#### [EXERCISE BRIEF]
From the line containing "Target: front door" down to the final entry below, restate each line word for word.

#### [EXERCISE MATERIAL]
··········

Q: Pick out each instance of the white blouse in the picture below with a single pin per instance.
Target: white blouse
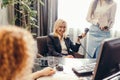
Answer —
(104, 14)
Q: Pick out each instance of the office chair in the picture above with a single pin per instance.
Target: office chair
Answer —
(42, 45)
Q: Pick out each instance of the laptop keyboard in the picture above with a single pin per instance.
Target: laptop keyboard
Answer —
(84, 70)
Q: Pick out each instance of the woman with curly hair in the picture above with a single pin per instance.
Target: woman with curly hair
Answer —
(17, 53)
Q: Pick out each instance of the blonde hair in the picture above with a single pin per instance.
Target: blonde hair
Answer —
(16, 53)
(57, 24)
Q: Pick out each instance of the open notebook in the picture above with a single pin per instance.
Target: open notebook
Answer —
(108, 61)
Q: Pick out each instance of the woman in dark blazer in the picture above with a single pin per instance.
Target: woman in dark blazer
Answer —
(59, 44)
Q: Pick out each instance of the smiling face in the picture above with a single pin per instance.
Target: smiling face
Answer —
(61, 29)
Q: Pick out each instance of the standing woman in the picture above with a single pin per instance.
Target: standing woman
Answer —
(101, 15)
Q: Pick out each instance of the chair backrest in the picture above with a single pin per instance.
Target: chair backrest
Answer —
(42, 45)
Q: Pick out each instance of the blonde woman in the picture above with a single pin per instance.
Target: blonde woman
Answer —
(101, 15)
(17, 53)
(59, 44)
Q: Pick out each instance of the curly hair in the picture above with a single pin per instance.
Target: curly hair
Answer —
(14, 52)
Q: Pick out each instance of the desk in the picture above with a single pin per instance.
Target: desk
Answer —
(67, 73)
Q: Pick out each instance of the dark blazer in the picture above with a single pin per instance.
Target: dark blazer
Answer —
(54, 47)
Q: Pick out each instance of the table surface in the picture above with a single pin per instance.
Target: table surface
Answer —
(67, 73)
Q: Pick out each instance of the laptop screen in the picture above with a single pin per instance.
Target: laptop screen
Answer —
(108, 61)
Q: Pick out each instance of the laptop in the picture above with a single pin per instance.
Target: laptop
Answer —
(108, 61)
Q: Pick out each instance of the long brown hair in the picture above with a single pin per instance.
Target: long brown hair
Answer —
(13, 52)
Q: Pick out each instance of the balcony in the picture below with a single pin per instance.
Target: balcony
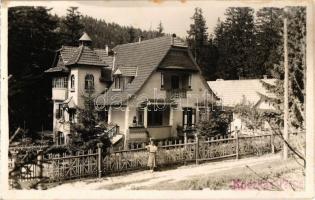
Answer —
(160, 132)
(59, 94)
(176, 93)
(138, 134)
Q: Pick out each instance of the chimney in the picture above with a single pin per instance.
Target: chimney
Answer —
(173, 38)
(106, 50)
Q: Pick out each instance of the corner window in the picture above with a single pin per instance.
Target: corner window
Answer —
(189, 81)
(59, 111)
(72, 115)
(162, 81)
(175, 82)
(60, 82)
(89, 82)
(72, 81)
(131, 79)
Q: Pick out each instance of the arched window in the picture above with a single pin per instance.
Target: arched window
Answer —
(72, 81)
(89, 82)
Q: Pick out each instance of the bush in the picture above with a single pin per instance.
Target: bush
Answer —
(218, 124)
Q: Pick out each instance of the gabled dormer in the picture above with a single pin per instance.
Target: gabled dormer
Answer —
(123, 77)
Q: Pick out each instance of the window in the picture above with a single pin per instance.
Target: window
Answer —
(72, 81)
(189, 81)
(60, 82)
(117, 82)
(71, 115)
(175, 82)
(162, 81)
(131, 79)
(59, 111)
(140, 115)
(155, 117)
(89, 82)
(189, 117)
(60, 139)
(102, 116)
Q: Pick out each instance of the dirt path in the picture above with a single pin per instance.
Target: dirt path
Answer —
(146, 178)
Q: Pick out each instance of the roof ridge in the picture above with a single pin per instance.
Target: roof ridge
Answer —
(143, 41)
(244, 80)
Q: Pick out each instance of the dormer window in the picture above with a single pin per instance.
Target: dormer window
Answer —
(72, 82)
(117, 82)
(189, 81)
(89, 82)
(130, 79)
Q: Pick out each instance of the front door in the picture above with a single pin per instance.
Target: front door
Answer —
(189, 117)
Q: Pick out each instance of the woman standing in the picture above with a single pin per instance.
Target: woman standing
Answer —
(152, 155)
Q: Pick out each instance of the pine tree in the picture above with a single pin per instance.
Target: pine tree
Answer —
(269, 23)
(31, 43)
(235, 40)
(72, 27)
(197, 34)
(297, 65)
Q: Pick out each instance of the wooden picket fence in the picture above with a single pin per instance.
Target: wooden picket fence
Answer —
(98, 163)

··········

#### [OUTPUT]
Target: front door
Answer —
(189, 117)
Q: Pick out each instance of the woman standing in the picture above with a single pin per instance.
Target: woman standing
Answer —
(152, 155)
Q: Pick out each instance of the pine tree in the picture above with a single pin per instance.
Target: pine tree
Answer —
(269, 23)
(31, 43)
(235, 40)
(72, 27)
(197, 34)
(297, 65)
Q: Pick out each instance of the wooden picket fence in the picture above with a single pin per instance.
Target: wooden picket fence
Answer —
(98, 163)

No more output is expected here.